- _STATED PROBLEM_
Output every record below exactly as it appears.

+++

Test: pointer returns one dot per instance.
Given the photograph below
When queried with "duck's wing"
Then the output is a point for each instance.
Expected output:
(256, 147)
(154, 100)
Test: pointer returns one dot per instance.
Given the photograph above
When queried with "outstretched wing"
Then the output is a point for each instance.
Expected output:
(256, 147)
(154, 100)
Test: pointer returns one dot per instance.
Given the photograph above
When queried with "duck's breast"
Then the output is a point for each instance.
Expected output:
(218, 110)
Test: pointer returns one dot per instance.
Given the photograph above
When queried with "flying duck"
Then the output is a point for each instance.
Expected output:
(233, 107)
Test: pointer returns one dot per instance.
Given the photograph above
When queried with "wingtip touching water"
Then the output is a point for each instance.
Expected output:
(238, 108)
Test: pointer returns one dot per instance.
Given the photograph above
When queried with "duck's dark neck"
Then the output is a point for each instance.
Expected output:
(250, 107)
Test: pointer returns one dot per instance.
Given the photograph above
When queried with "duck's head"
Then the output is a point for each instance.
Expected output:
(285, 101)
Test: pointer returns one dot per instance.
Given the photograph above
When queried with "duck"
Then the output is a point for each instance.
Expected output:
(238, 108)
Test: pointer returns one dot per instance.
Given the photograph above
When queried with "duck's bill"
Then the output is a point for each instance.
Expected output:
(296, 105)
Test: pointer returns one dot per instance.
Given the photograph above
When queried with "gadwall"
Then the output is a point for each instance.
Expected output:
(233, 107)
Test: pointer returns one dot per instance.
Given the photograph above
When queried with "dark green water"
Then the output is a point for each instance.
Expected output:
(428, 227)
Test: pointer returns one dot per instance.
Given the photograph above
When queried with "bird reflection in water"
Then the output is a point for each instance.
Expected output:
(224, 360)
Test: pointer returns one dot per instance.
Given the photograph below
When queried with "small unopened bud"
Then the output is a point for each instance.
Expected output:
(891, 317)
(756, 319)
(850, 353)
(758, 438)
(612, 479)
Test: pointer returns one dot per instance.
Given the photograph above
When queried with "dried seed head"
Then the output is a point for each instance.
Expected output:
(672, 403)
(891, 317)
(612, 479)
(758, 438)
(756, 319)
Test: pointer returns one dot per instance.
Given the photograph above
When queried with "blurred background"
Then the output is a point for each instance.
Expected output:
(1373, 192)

+++

- _PROBLEM SOLUTION_
Test: pointer returns one dot per instance.
Given the photograph below
When queried with "duck's wing"
Then the output is a point for each instance.
Expected output:
(256, 147)
(154, 100)
Test: pointer returns one dot per instance.
Given the photograph above
When queried with "outstretched wing"
Then the output is a point for each instance.
Expected output:
(256, 147)
(154, 100)
Test: pointer returns one dot per instance.
Given the photograph above
When queried with "duck's breast"
Then the output is a point for each instance.
Expected output:
(218, 110)
Test: pointer returns one dot per instance.
Given the photograph above
When queried with "flying duck"
Then the output is a point for each instance.
Expected output:
(233, 107)
Test: pointer returns one dot per instance.
Given the photograph above
When queried with "wingtip touching water"
Then the output is a point for each instance.
Expected output:
(238, 108)
Test: pointer returns one dot per instance.
Given the photograph above
When queried with "duck's dark neck"
Then the output is a point for each instance.
Expected output:
(250, 107)
Test: pointer returns one dot per instance.
Given the photograph above
When queried with "duck's head"
Then the output is a point for each instance.
Expected output:
(285, 101)
Test: pointer returns one dot per instance.
Given the photograph above
When queried with "duck"
Then the output is a point for each instance.
Expected output:
(238, 108)
Test: pointer returns one dot per instance.
Given the photograph above
When queried with "duck's bill"
Then the output is a point for each instance.
Expected output:
(296, 105)
Test: pointer returns one dot per instance.
Given the photograph above
When queried with "gadwall"
Then the output is a point for each instance.
Expected output:
(233, 107)
Test: pointer returns one dot per instance.
Given the photograph above
When queried with "dark green water"
Then the output is a point for each instance.
Expected output:
(428, 227)
Test: pointer returns one dot per instance.
Given the photograph above
When queried with "bird reflection in water"
Then the output is a point for each instance.
Expected output:
(224, 360)
Test: pointer returns one dot per instance.
Given the photograph below
When queried with "small unopened bud"
Then the output is a point for each instance.
Expected output:
(891, 317)
(756, 319)
(850, 353)
(758, 438)
(612, 479)
Test: pointer returns one dot per instance.
Given the photograph above
When queried with "dried seed head"
Then the output is a point for each instance.
Expected output:
(672, 403)
(891, 317)
(612, 479)
(758, 438)
(756, 319)
Test: pointer returns one dot per instance.
Given the photograph above
When queried with "blurred background"
Then the output is a point for each instance.
Expected output:
(1373, 192)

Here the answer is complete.